Records:
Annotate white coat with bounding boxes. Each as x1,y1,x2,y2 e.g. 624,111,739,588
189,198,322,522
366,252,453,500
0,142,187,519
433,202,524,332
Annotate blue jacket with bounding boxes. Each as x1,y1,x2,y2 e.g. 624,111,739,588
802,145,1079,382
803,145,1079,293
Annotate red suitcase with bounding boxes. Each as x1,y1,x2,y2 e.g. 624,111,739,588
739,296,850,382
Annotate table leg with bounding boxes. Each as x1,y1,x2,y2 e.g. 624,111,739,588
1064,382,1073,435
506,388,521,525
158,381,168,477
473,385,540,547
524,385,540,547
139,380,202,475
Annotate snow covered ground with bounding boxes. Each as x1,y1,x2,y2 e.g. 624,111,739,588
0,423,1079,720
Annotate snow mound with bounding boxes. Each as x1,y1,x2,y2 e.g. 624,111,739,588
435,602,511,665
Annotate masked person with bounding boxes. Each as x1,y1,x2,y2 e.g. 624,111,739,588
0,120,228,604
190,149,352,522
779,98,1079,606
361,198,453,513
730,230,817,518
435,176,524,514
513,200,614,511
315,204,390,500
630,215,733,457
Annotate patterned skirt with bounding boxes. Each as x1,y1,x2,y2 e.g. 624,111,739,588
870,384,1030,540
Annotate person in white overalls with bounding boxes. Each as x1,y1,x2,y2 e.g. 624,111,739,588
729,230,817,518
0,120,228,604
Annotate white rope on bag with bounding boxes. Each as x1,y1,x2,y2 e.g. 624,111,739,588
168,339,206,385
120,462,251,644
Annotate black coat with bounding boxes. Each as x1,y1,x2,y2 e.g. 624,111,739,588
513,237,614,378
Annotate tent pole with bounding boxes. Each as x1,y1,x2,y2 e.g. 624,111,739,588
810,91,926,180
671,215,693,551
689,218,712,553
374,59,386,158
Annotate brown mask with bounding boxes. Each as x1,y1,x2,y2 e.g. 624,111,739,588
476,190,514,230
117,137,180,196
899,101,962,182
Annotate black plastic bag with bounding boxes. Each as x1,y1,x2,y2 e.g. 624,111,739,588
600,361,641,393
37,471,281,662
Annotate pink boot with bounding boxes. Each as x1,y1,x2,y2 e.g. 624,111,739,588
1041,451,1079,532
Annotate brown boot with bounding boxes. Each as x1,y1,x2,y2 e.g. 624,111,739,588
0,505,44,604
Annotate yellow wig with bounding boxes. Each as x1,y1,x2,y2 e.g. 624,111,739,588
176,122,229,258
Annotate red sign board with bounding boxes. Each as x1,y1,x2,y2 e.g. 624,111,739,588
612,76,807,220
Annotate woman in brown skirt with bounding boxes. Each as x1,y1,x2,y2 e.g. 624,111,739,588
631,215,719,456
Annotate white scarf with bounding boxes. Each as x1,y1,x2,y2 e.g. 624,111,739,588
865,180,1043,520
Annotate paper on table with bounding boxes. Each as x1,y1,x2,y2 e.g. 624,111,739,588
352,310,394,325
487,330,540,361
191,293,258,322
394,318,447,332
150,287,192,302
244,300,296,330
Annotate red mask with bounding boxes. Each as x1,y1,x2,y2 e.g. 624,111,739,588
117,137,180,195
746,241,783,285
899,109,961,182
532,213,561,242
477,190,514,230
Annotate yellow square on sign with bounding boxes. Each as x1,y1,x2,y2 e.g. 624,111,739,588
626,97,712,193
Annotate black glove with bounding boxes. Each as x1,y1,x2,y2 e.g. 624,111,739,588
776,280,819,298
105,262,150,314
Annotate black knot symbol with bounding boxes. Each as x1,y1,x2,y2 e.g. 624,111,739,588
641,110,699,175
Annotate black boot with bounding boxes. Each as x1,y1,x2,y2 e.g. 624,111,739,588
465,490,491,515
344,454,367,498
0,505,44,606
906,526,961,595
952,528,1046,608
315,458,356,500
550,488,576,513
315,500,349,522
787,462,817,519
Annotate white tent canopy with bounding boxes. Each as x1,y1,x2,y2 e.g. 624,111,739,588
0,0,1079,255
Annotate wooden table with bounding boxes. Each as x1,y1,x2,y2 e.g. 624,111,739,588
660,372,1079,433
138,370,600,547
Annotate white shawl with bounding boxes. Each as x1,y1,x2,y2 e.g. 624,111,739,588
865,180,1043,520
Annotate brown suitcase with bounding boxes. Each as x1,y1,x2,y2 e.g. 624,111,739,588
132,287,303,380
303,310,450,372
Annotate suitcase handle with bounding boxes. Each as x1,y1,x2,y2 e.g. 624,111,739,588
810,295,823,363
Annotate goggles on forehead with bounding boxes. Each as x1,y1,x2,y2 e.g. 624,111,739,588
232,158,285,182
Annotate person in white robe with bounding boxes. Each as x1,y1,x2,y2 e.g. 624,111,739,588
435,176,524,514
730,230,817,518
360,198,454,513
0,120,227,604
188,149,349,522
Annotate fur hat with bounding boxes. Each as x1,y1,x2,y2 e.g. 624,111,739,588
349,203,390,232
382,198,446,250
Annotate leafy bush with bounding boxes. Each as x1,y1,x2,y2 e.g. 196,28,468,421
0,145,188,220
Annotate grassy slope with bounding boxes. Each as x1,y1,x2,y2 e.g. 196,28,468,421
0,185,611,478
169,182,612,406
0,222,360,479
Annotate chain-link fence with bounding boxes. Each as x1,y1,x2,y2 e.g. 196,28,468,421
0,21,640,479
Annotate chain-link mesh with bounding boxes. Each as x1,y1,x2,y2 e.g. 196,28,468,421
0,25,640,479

> **Short task**
Quote the lines of the data from the one containing "Annotate chain-link fence" through the end of the data, both included, word for word.

> **Finished exercise**
Annotate chain-link fence with bounding boxes. Each as x1,y1,x2,y2 e.g. 196,28,468,421
0,21,640,479
Annotate chain-link mesh with bounding boxes. Each as x1,y1,x2,y2 e.g. 196,28,468,421
0,25,640,479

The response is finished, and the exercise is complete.